**出典:**

* * * * * * *

[第59号:2022-4-3]

 
 
まだ東京は肌寒い日が続いています。
身体を冷やさないよう
また、免疫力を落とさぬよう心がけましょう。
 
本道場では、コロナの感染拡大を防ぐため
マスクの着用、手洗い、消毒の徹底を継続します。
 
さらに防具組手により飛沫感染、空気感染を防いでいます。
会員の方々も道場のみならず、
普段の生活においても
感染予防に気をつけてください。
 
 
 
 
 
 

号の内容

 

 ◎デジタル空手武道教本サイトの閲覧にはPWの入力が必要です(一部PWが不要のページもあります)。 IBMA極真会館増田道場の会員には、閲覧用のPWを伝えてあります。もし、忘れた場合は事務局までメールにてお問い合わせください。 ◎デジタル空手武道通信の映像はインターネツトへの接続環境のあるところで閲覧することをお勧めします。

  • 巻頭コラム:自己の人生をより有意義なものとするため
  • 動画〜組手修錬会の模様(2022年3月20日)
  • 編集後記 第59号

◎1月中旬にデジタル空手武道教本のPWが変更になりました。

 

イベント案内

  • 4月17日:修練会
  • 5月3日:セミナー(伝統型/組手)
  • 5月22日:有段者稽古
  • 5月29日:第14回月例試合
  • 6月5日:昇段講習
  • 6月12日:昇級審査
  • 6月26日:昇段審査

有段者・指導員の方々へ

 コロナパンデミックの中、指導員の皆さんとは会う機会が減りました。その代わり、デジタルサイトの内容を充実させています。同時に空手武道理論と修練方法が、大幅に刷新することができました。あとは、それを伝えるだけであと思っています。教本もまだまだ完成には至っていませんが。それは完成形が途方もなく詳細、かつ深く、膨大だからです。変な例えですが、スペインのサグラダ・ファミリアのようなものです。

* * * * * * *

**提供資料:**
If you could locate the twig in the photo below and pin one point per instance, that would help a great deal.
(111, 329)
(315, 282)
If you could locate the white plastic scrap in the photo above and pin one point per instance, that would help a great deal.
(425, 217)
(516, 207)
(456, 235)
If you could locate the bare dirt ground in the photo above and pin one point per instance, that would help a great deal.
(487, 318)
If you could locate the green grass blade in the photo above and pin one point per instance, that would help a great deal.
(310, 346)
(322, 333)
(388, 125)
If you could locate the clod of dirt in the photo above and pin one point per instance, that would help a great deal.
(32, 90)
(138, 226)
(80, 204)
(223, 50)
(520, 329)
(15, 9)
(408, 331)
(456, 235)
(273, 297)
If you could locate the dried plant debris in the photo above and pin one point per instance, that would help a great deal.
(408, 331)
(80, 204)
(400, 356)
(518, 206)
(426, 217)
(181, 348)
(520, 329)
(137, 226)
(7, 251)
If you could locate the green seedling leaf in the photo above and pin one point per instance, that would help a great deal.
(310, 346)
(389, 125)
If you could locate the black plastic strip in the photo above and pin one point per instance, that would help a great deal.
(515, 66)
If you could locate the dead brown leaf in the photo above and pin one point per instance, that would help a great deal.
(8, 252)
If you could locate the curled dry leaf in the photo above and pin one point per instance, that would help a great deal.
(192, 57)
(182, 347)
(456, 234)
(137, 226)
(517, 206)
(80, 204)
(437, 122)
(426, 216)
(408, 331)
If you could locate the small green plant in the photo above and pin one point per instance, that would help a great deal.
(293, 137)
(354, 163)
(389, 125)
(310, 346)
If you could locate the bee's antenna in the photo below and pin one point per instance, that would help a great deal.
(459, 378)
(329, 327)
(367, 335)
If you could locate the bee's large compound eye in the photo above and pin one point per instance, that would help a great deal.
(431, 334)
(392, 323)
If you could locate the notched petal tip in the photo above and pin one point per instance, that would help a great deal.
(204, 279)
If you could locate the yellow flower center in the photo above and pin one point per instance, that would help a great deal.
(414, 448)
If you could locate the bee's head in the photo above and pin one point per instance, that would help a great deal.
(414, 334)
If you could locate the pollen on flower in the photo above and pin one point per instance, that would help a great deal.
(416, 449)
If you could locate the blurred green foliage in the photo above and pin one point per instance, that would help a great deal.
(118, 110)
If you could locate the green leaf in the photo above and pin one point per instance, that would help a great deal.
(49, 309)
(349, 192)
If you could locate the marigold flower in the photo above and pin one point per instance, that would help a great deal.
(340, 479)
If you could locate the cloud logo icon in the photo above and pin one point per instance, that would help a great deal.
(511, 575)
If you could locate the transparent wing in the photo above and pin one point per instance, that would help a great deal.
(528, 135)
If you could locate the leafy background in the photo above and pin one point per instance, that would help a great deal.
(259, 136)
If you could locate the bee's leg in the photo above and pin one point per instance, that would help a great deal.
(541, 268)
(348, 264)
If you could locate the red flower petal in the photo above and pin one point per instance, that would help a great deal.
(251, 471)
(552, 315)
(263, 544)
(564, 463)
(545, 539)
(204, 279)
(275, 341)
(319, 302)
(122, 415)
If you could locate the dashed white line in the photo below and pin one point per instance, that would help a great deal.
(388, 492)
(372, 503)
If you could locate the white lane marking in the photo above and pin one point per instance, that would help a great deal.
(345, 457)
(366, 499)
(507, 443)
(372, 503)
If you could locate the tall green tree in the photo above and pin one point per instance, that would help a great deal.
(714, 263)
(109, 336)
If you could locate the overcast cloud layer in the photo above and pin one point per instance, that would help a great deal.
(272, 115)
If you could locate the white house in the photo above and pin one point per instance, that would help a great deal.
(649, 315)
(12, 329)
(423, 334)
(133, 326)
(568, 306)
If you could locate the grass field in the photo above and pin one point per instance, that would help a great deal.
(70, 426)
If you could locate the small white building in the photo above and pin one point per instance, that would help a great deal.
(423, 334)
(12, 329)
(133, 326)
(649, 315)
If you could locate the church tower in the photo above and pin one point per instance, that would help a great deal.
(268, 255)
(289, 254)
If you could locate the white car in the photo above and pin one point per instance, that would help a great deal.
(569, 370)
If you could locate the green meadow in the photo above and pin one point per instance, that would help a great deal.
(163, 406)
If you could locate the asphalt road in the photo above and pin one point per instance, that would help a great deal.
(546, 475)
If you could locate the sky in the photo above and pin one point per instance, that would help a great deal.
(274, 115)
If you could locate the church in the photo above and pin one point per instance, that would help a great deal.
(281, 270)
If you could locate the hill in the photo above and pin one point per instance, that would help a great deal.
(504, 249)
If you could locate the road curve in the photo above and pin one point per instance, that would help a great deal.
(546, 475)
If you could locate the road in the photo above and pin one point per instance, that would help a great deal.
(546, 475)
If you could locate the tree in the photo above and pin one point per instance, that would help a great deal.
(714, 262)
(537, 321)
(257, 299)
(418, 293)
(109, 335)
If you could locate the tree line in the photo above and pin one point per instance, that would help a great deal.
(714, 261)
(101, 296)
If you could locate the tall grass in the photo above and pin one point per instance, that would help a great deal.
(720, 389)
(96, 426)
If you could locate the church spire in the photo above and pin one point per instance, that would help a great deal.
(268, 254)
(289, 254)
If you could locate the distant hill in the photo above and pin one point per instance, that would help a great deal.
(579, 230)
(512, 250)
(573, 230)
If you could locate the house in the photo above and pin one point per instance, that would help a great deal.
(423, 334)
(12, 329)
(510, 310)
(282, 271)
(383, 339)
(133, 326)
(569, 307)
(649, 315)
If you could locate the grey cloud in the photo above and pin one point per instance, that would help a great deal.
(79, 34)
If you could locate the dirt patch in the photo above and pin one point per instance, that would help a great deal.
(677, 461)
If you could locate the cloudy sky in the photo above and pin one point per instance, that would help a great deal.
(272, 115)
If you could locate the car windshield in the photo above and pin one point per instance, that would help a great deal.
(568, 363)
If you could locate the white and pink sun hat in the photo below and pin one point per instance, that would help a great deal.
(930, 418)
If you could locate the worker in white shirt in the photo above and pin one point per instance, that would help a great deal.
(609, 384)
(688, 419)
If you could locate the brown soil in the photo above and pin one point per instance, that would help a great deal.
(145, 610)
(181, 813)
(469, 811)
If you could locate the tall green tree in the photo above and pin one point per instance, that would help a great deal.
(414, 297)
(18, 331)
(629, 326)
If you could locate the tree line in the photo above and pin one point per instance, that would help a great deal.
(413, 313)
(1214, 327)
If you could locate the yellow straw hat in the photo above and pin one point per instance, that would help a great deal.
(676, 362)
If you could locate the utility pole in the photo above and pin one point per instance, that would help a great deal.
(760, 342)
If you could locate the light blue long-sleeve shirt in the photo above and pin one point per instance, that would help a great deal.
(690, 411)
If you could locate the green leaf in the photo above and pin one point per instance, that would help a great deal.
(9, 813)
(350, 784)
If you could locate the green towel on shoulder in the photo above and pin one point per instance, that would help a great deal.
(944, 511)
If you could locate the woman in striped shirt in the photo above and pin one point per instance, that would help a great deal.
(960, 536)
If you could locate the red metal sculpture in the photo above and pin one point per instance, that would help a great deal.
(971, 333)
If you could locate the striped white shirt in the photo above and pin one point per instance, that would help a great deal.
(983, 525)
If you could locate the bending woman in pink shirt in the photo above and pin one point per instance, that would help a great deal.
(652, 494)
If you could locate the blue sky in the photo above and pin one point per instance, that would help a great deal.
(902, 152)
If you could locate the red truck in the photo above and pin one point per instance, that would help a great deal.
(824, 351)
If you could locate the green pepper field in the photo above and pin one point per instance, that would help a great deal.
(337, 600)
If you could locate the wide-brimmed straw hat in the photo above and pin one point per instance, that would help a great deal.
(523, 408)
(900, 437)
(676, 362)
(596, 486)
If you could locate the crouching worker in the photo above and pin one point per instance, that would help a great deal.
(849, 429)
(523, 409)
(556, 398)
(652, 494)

* * * * * * *

**指示:**
**a)** 出典の「有段者・指導員の方々へ」の文章を、「コロナパンデミックの中、指導」を含む語から書き始め、「ファミリアのようなものです。」の後で止めて書き改めなさい。その際、「デジタルサイト」を「デジタル教本サイト」に更新すること。
**b)** 出典によると、教本がまだ完成に至っていないのはなぜか。一~三文で説明しなさい。

**解答:**
**a)**
コロナパンデミックの中、指導員の皆さんとは会う機会が減りました。その代わり、デジタル教本サイトの内容を充実させています。同時に空手武道理論と修練方法が、大幅に刷新することができました。あとは、それを伝えるだけであと思っています。教本もまだまだ完成には至っていませんが。それは完成形が途方もなく詳細、かつ深く、膨大だからです。変な例えですが、スペインのサグラダ・ファミリアのようなものです。

**b)** 教本の完成形が途方もなく詳細で、しかも深く、膨大だからである。